• [DIRECTIONS FOR THIS TASK]
List every commenter name that appears in the Pluto comment thread.

Yet another unexpected highly active little world... :-)
Has anybody looked at what Pluto's state is likely to be when N.H. gets there, I.E. will all the volatiles at those temperatures have boiled off, or frozen back in 2015???
#1 - Loonyman - 02/04/2010 - 13:44
"Fairy castle" spires ... Huh, that's funny, that's the second time this week I've heard that phrase in basically THE SAME CONTEXT.

I'm almost done reading a book (Christmas present, thanks Dad!) about the 50's/60's race to get to orbit and the moon, "Space Race" by Deborah Cadbury. It uses the contrasts of competing program leaders Werner von Braun and Sergey Korolev to frame the story of the V2, rocket evolution, various US and USSR successes and failures, and so on. As they were designing the Apollo missions, one of their initial worries was that since nothing had yet landed (and survived) on the moon's surface, they had no confidence that it wouldn't just swallow up a lander. Fairy castles of dust, as it were.

Spoiler: we won! (sorry, Simpson's reference)

I'm watching that New Horizons countdown on dmuller.net !
#2 - Chris C. - 02/04/2010 - 14:04
@Loonyman (nice handle!) That's I think part of what Buie is trying to do. But I think Pluto is surprising everybody.
#3 - Emily Lakdawalla - 02/04/2010 - 14:10
Longitude?
I guess I'm curious how the observers are able to line up the longitude between the two pictures. I personally can't see any unchanging features to use as a landmark.
#4 - a different phil - 02/04/2010 - 14:38
That sounds like the crystal 'flower garden' kits you can get (Flowers grow as water evaporates)
#5 - Tony Fisk - 02/04/2010 - 17:12
I don't even know if this is possible with today's technology, and it's almost certainly beyond anyone's budget, but it would be great if New Horizons could be followed up with a Pluto orbiter! That way we could see and compare detail on both hemispheres and wouldn't have only the one chance we do with a flyby.

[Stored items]
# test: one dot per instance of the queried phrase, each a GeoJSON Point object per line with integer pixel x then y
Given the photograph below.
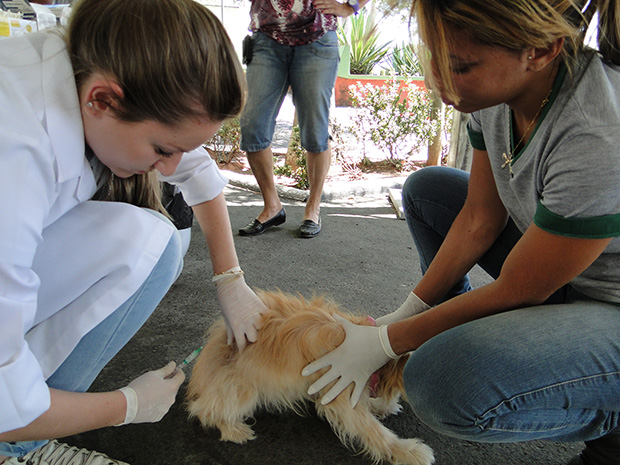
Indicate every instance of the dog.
{"type": "Point", "coordinates": [227, 386]}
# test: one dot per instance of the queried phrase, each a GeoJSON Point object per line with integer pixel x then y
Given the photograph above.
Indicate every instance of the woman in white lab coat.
{"type": "Point", "coordinates": [133, 92]}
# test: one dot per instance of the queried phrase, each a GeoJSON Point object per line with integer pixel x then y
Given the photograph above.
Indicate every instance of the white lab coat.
{"type": "Point", "coordinates": [66, 263]}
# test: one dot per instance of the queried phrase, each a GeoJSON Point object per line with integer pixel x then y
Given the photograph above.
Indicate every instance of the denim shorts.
{"type": "Point", "coordinates": [310, 70]}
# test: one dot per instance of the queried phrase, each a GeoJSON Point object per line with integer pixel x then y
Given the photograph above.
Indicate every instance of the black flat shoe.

• [FINISHED EXERCISE]
Loonyman, Chris C., Emily Lakdawalla, a different phil, Tony Fisk